## [DOCUMENT TEXT]
- - -
Employees at two more Seattle Starbucks locations hope to unionize, expanding the nationwide union push in the coffee giant's hometown.
Starbucks workers at a drive-thru location on Westlake Avenue and the store at Fifth Avenue and Pike Street said Tuesday they have filed for union elections. They join a store in the Capitol Hill neighborhood, where workers announced plans to unionize last month.
"We will not have any change in our stores that we do not have input in," said Brent Hayes, who works at the Westlake drive-thru. "We will have a seat at the table."
The campaigns come in the wake of workers at two stores in Buffalo, New York, voting in December to join Workers United, an affiliate of Service Employees International Union. A third Buffalo store voted against unionizing. The Seattle stores are three of more than two dozen across the country where employees have filed for union representation.
Starbucks has opposed unionization.
"We continue to believe a union is not necessary at Starbucks," Starbucks spokesperson Reggie Borges said Tuesday. "We believe direct communication between partners has made our company what it is today ... We're also going to respect our partners' right to organize."
- - -
## [RECORD EXTRACTS]
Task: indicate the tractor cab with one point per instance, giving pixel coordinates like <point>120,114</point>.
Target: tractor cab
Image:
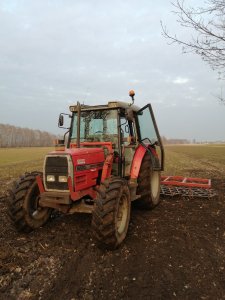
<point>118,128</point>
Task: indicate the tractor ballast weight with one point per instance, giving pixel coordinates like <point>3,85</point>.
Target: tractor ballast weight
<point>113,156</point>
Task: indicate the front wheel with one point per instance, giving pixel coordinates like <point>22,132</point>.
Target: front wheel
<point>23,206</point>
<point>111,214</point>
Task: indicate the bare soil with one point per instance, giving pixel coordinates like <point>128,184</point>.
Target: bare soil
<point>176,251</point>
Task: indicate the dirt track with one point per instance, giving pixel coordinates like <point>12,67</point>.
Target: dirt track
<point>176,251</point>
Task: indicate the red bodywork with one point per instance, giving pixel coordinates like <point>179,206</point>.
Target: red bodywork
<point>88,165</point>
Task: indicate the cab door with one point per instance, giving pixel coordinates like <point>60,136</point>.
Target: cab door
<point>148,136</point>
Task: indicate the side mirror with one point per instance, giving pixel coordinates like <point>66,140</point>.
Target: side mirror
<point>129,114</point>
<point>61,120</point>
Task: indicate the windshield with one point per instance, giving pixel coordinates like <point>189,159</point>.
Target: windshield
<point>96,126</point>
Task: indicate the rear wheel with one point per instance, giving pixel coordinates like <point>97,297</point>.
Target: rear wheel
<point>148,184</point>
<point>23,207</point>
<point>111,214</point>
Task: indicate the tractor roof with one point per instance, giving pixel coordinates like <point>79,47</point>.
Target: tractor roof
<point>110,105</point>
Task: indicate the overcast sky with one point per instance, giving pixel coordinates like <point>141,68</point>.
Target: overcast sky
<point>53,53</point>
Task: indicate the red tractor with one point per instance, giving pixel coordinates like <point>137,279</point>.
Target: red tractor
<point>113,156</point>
- - -
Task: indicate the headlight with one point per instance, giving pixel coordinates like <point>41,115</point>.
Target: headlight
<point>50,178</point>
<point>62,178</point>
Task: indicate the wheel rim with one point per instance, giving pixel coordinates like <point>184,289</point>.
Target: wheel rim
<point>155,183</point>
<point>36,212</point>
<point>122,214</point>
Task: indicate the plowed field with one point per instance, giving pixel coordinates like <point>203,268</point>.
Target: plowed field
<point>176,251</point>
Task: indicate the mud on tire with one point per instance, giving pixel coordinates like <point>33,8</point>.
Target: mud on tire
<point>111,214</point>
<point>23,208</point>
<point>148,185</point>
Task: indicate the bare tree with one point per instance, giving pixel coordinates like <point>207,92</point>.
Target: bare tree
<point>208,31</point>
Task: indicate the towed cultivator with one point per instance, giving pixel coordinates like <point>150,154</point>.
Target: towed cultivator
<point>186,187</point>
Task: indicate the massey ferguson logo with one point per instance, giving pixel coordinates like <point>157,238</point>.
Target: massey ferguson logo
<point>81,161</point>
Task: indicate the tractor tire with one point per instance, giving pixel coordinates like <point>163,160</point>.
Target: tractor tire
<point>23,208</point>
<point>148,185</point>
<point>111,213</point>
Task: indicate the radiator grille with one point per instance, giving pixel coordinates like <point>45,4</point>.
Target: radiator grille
- - -
## [EXERCISE TASKS]
[A] In the Starbucks union article above, condense the paragraph beginning "The campaigns come in the wake" into a shorter version that keeps its main facts.
[B] From the Starbucks union article, extract everything from "Starbucks workers at" down to "for union representation.".

## [LIST OF SOLUTIONS]
[A] The Seattle campaigns follow a December vote in which workers at two Buffalo, New York, stores joined Workers United, a Service Employees International Union affiliate, while a third Buffalo store voted against unionizing. The three Seattle stores are among more than two dozen nationwide where employees have filed for union representation.

[B]
Starbucks workers at a drive-thru location on Westlake Avenue and the store at Fifth Avenue and Pike Street said Tuesday they have filed for union elections. They join a store in the Capitol Hill neighborhood, where workers announced plans to unionize last month.
"We will not have any change in our stores that we do not have input in," said Brent Hayes, who works at the Westlake drive-thru. "We will have a seat at the table."
The campaigns come in the wake of workers at two stores in Buffalo, New York, voting in December to join Workers United, an affiliate of Service Employees International Union. A third Buffalo store voted against unionizing. The Seattle stores are three of more than two dozen across the country where employees have filed for union representation.